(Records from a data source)

——————————

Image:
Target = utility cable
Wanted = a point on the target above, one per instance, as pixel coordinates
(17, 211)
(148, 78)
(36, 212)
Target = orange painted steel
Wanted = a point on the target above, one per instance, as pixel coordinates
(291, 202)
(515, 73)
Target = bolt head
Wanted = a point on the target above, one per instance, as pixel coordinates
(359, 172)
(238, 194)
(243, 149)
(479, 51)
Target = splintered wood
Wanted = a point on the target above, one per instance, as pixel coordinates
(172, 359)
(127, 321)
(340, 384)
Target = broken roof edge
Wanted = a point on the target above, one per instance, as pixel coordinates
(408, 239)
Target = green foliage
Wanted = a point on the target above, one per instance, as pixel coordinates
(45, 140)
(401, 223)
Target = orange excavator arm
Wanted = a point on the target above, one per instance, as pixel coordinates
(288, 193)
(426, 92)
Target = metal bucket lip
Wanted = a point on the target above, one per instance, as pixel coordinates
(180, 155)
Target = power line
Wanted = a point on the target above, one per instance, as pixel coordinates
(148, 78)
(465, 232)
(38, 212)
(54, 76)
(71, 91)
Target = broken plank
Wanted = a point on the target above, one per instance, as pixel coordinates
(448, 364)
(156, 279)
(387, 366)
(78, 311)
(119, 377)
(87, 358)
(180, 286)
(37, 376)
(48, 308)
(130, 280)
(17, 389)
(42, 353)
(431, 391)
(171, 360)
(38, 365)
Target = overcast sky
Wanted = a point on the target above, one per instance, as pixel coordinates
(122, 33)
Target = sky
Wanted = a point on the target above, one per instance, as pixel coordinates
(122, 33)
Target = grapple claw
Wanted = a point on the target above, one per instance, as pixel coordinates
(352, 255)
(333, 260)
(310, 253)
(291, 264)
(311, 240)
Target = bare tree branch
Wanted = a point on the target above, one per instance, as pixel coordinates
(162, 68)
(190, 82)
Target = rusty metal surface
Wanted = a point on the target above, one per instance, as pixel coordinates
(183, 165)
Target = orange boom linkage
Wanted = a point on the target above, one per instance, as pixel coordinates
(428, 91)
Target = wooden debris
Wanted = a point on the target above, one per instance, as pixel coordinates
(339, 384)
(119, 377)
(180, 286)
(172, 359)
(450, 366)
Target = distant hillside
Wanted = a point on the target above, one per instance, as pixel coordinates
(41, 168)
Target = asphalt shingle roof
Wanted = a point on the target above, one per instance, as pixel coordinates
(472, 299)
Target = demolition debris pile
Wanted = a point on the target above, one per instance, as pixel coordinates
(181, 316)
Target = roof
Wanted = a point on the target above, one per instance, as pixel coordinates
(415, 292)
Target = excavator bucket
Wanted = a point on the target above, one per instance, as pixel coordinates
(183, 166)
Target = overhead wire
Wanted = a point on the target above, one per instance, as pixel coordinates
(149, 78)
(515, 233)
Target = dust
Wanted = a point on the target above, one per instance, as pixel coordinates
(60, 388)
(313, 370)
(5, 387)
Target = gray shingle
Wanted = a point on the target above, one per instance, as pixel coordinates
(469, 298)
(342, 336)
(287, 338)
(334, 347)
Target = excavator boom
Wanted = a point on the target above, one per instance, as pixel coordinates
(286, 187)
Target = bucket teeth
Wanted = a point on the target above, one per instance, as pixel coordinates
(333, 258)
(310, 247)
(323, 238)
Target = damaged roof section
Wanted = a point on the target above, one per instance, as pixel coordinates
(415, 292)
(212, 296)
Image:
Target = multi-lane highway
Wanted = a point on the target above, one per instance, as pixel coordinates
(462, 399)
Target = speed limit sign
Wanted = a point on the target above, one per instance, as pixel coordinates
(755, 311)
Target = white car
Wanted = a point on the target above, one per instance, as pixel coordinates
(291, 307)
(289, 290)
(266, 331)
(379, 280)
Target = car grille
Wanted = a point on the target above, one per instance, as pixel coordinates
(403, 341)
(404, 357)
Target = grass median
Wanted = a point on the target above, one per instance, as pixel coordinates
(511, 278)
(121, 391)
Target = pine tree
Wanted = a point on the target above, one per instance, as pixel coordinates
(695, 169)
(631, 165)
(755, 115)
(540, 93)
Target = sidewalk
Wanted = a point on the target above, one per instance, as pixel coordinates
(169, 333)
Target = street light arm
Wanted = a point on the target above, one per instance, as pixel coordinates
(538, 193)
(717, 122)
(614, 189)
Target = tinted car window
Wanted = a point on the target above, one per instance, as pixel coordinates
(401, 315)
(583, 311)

——————————

Exercise prompt. Exactly as they appear, retype the lines from the start of the records through the line containing "Target = metal bucket lip".

Your solution.
Image:
Target = utility cable
Wanted = a point on the target above, one per instance, as pixel coordinates
(17, 211)
(148, 78)
(36, 212)
Target = orange painted steel
Wanted = a point on the target above, one per instance, as pixel coordinates
(291, 202)
(515, 73)
Target = bolt head
Wanted = a point on the target above, one per instance, as pixel coordinates
(359, 172)
(238, 194)
(243, 149)
(479, 51)
Target = splintered wood
Wanted = a point on the target above, one per instance, as pixel coordinates
(172, 359)
(127, 321)
(340, 384)
Target = broken roof edge
Wanted = a point on the target above, one per instance, as pixel coordinates
(408, 239)
Target = green foliage
Wanted = a point on the target above, one per instance, as pixel coordinates
(45, 140)
(401, 223)
Target = orange excavator arm
Wanted = a point on the target above, one per instance, as pixel coordinates
(288, 193)
(426, 92)
Target = metal bucket lip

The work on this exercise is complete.